Exercise description: Please return, unchanged, the lines of the material below, from the line containing "One point goes on each instance of the beard, as" through the end of the material, inclusive.

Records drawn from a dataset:
+ + +

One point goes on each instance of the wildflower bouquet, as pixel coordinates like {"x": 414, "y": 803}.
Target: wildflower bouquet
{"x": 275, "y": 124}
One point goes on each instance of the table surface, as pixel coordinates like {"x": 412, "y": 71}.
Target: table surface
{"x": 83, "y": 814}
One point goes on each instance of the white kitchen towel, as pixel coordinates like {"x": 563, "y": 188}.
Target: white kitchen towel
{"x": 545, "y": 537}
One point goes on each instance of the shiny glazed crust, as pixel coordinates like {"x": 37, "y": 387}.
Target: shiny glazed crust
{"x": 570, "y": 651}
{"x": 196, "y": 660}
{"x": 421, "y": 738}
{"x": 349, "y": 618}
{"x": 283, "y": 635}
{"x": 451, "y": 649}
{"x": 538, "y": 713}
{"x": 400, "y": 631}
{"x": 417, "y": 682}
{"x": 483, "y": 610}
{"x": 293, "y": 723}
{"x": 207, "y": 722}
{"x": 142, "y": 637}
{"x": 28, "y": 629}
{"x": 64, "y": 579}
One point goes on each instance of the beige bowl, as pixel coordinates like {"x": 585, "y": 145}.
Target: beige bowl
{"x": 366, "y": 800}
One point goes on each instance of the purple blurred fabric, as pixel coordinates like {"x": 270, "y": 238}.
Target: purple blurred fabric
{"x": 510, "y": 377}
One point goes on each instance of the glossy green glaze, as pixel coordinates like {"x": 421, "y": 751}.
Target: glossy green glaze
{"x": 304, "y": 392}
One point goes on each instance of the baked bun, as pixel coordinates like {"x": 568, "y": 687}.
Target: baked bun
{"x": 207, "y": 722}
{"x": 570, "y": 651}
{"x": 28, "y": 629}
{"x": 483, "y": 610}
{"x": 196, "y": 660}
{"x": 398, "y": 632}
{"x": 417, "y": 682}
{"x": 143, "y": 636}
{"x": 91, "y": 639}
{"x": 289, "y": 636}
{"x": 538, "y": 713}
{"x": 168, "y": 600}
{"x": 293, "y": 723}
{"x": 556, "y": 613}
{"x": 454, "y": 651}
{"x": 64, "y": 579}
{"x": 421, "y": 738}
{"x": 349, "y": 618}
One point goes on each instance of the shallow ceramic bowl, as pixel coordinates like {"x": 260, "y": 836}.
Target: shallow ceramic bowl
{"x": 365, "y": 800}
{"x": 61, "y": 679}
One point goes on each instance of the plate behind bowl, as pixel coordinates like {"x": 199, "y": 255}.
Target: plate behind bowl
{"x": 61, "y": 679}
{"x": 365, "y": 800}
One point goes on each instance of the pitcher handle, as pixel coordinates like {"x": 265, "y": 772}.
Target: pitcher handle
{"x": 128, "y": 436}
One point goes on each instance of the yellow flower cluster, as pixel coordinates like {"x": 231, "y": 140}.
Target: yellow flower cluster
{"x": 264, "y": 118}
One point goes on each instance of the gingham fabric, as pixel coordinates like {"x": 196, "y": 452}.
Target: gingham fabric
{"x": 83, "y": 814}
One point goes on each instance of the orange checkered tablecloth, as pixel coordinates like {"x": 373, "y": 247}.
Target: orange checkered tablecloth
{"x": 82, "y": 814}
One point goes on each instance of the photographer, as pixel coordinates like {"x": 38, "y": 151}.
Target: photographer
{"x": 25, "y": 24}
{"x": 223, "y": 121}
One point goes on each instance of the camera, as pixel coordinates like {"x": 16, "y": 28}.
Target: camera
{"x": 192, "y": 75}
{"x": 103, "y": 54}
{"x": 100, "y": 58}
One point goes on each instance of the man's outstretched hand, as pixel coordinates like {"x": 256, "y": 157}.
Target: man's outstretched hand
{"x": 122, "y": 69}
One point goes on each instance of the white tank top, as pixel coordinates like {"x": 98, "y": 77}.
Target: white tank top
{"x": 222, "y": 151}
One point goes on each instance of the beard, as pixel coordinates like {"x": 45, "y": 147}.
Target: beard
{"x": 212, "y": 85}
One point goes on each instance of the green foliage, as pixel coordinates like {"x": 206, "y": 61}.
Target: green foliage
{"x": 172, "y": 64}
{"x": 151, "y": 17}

+ + +

Complete output:
One point goes on each instance of the beard, as pixel coordinates like {"x": 45, "y": 147}.
Target: beard
{"x": 212, "y": 85}
One point goes on each instance of the green foliage, as pixel coordinates like {"x": 206, "y": 61}.
Target: green foliage
{"x": 172, "y": 64}
{"x": 151, "y": 17}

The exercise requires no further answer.